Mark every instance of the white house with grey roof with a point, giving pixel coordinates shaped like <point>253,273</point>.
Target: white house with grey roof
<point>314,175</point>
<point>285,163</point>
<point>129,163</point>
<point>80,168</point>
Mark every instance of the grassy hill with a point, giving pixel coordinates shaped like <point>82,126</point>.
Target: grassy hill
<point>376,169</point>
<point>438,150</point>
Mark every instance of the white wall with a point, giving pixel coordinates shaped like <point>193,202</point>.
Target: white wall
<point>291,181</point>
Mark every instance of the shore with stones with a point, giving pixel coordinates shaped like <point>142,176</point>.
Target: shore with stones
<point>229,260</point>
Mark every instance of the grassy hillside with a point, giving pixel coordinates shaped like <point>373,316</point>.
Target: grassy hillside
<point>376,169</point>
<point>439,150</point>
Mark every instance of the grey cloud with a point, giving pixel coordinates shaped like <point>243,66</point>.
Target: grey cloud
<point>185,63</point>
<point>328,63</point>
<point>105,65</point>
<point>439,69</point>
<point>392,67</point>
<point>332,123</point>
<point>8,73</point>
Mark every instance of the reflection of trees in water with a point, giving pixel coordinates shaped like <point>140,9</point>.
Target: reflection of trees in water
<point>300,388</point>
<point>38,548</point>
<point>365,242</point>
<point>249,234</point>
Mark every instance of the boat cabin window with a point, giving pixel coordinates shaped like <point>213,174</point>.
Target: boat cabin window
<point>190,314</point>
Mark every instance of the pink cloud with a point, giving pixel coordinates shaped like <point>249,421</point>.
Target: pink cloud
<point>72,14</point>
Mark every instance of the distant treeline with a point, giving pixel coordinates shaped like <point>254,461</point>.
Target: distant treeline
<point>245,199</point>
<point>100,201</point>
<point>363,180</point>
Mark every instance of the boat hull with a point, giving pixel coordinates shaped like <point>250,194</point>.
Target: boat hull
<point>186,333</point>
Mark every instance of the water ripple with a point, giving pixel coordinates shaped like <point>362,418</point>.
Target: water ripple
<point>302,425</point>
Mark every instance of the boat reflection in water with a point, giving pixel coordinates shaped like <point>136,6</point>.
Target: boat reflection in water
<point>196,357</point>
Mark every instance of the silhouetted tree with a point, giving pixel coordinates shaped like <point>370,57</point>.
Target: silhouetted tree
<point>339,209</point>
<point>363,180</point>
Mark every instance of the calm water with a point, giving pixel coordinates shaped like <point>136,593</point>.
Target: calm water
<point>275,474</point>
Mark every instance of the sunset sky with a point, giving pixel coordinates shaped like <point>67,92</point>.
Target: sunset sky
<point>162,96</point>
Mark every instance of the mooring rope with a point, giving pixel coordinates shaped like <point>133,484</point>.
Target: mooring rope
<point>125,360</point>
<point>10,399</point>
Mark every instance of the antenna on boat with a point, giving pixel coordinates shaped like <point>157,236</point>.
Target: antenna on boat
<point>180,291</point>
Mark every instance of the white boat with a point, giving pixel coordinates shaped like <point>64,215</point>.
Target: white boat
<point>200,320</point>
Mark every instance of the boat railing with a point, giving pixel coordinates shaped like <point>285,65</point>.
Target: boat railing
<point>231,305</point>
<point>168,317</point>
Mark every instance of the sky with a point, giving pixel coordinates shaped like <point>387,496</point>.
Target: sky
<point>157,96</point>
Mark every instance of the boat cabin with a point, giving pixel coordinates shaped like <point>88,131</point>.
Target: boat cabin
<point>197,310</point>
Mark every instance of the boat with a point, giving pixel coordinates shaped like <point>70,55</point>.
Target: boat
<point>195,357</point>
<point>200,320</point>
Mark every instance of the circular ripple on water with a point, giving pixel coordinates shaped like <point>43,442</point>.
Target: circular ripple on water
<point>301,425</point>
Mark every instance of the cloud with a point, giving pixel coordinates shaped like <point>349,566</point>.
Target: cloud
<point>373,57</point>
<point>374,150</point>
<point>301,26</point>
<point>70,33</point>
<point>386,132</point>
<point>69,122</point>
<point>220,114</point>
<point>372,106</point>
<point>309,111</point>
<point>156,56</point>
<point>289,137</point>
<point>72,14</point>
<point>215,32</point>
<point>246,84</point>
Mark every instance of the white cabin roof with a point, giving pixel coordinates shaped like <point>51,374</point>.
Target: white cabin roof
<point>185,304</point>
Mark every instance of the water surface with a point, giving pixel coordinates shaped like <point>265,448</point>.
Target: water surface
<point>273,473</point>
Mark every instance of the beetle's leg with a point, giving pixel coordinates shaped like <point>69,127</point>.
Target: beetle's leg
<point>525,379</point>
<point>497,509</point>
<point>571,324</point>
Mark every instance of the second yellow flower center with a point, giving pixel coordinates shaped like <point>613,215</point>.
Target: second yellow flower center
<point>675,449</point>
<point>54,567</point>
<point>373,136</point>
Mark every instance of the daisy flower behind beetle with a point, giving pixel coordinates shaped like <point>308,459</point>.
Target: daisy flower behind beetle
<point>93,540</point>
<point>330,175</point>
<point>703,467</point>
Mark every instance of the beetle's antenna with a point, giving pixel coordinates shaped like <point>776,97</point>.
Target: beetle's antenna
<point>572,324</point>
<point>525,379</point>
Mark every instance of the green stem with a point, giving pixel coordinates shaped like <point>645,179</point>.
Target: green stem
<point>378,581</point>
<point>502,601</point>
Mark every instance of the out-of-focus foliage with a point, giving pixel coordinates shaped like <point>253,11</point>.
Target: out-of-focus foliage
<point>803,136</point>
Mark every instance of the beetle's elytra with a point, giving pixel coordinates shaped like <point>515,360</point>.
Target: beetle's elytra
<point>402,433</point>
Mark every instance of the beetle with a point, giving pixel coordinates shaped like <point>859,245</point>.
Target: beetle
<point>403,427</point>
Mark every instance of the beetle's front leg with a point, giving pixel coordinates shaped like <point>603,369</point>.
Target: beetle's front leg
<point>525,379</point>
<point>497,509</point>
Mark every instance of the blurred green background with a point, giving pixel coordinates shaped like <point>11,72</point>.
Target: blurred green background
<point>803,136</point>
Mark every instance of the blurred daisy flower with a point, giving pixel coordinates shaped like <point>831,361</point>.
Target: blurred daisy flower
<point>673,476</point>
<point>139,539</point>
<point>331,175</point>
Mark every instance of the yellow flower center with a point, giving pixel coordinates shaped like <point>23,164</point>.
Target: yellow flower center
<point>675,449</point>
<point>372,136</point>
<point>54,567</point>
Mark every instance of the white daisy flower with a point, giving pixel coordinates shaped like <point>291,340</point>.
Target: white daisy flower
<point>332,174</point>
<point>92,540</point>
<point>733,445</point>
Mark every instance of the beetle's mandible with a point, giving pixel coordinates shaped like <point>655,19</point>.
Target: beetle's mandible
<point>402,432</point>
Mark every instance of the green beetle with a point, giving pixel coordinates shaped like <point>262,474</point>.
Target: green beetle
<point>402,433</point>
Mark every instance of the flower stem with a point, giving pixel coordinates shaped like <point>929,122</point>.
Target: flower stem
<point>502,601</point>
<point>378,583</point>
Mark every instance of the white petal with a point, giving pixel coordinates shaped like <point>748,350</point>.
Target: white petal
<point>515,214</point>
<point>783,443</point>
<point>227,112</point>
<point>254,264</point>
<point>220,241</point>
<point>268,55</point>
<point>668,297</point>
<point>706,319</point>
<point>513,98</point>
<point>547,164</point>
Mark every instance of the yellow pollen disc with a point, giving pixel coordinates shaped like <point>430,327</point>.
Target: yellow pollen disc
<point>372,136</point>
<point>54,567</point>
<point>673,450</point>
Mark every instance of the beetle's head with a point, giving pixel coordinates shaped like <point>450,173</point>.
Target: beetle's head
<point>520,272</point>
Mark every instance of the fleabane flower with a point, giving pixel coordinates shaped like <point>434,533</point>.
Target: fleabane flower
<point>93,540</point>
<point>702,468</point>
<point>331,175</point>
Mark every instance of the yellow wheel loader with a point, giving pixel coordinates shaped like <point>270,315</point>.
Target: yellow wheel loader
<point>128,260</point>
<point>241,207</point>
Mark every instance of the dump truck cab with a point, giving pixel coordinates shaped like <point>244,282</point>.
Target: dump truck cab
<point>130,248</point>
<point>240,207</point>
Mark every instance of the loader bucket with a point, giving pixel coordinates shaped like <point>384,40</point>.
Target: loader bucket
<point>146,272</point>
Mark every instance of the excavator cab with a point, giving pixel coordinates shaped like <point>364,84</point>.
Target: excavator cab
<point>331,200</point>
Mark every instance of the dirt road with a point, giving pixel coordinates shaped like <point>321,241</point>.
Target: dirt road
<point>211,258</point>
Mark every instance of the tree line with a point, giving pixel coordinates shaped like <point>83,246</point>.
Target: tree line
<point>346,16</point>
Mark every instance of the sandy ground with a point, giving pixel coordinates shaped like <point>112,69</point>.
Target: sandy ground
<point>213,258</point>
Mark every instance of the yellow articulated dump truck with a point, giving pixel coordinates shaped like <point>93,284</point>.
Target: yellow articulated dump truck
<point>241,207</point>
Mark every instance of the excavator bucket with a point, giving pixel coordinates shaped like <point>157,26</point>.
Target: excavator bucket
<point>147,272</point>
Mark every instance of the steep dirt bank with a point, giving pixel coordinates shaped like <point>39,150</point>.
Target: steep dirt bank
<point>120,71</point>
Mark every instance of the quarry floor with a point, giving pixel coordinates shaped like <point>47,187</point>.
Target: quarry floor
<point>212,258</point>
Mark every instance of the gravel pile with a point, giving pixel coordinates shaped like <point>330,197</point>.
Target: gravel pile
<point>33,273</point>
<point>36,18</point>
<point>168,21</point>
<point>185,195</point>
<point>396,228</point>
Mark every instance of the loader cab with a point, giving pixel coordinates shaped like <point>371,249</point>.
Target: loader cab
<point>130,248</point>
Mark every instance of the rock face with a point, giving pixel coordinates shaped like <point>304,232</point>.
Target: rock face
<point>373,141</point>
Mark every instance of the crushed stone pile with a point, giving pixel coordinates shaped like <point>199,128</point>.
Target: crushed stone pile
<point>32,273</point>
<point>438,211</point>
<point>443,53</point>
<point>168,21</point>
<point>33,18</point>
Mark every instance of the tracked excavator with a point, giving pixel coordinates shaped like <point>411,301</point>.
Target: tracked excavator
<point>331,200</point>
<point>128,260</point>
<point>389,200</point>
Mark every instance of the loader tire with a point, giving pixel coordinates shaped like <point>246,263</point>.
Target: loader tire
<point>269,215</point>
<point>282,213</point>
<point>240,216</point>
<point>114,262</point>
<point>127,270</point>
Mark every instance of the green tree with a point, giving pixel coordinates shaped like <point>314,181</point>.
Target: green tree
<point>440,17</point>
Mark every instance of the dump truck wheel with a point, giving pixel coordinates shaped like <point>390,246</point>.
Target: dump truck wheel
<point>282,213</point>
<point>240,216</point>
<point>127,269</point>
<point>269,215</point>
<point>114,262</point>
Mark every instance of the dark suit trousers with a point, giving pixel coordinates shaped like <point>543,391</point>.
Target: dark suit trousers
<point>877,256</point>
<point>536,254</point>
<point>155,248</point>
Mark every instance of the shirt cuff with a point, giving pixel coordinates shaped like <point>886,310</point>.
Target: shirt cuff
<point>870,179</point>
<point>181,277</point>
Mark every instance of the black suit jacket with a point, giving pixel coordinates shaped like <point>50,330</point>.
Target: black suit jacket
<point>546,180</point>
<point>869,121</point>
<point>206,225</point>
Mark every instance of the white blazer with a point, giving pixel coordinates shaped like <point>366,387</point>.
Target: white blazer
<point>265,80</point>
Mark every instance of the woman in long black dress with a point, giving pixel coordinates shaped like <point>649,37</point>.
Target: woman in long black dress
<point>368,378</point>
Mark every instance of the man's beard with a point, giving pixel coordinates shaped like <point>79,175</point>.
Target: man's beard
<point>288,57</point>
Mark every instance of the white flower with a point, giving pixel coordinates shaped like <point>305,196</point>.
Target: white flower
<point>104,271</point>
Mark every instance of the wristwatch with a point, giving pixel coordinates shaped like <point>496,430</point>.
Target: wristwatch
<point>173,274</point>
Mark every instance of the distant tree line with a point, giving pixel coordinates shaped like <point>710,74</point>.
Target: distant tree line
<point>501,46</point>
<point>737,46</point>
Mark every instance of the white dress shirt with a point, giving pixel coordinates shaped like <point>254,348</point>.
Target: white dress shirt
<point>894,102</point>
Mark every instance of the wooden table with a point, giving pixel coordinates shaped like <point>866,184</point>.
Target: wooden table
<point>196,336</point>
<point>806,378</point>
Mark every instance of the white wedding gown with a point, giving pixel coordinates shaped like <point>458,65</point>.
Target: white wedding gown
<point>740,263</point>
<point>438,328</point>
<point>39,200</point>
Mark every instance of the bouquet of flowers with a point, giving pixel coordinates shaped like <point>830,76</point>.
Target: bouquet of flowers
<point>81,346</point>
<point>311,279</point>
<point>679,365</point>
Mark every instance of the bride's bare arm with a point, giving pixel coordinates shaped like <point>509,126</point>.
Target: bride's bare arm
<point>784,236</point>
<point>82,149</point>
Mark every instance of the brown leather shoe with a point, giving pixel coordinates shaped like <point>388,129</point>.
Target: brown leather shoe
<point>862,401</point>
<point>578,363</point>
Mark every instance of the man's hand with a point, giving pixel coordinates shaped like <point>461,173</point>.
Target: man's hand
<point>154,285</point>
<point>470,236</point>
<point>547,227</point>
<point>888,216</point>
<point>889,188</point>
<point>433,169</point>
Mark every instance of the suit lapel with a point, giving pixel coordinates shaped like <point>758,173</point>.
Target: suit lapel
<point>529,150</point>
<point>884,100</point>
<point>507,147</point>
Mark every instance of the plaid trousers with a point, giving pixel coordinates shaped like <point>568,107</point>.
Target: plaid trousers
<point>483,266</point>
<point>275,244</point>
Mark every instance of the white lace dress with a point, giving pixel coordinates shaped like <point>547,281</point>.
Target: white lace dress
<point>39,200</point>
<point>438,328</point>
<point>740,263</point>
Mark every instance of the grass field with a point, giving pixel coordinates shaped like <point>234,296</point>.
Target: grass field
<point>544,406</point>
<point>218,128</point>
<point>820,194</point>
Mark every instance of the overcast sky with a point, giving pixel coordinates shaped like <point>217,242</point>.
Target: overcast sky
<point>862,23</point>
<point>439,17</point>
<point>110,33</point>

::::::::::

→ AIM OF THE TASK: Reproduce the entries verbatim, starting at their first line and stopping after the line that contains "<point>438,150</point>"; include both the first and last lines.

→ PROBLEM SOLUTION:
Mark every instance of the white house with grey roof with a point, giving pixel coordinates shaped like <point>253,273</point>.
Target: white house with grey roof
<point>314,175</point>
<point>285,163</point>
<point>129,163</point>
<point>80,168</point>
Mark every instance of the grassy hill with a point, giving pixel coordinates shaped like <point>82,126</point>.
Target: grassy hill
<point>376,169</point>
<point>438,150</point>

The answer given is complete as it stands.